● **INPUT FOR THIS TASK**:
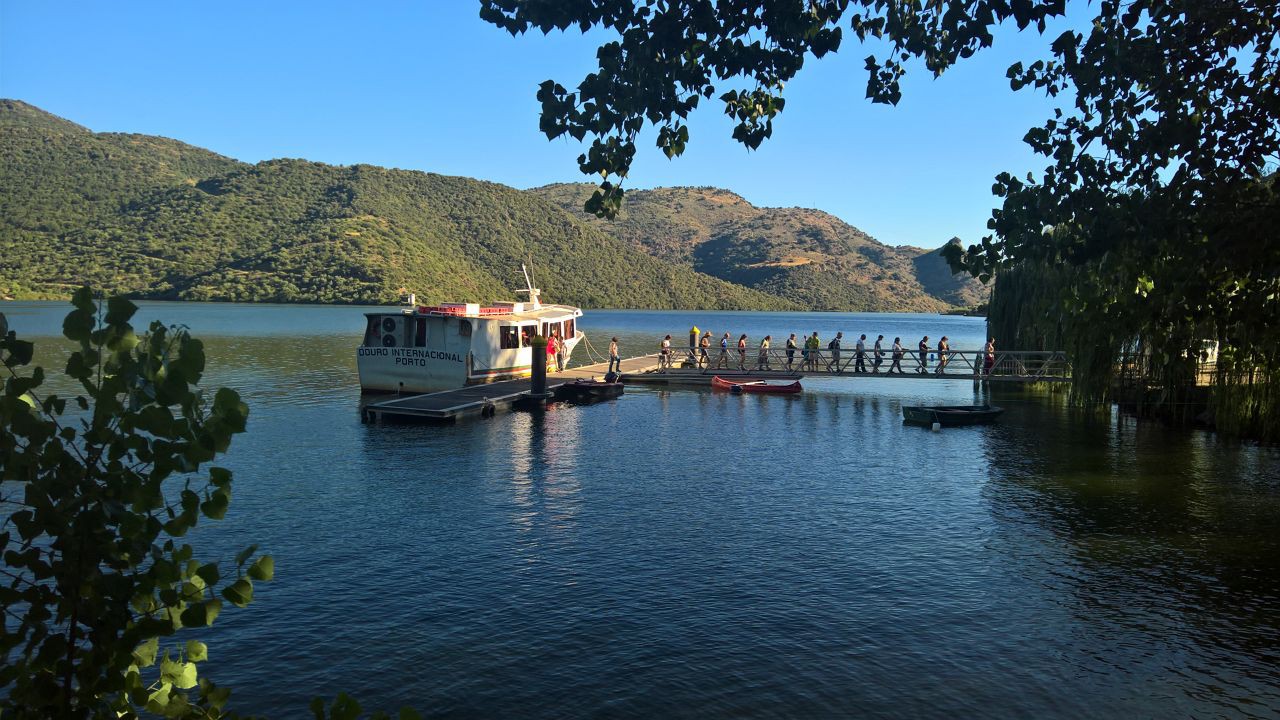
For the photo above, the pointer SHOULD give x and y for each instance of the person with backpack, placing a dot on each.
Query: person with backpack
(615, 361)
(722, 361)
(812, 351)
(763, 360)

● **WHAT THE TASK REQUIRES**: A faithful copy of every record is needed here. Leave the images out of it.

● **EXPECTED ANSWER**:
For the photo above, the pointer SHOULD give x and y for each instance of the person with backpack, placing a dot on each.
Query: person with backpack
(615, 361)
(722, 361)
(812, 351)
(763, 360)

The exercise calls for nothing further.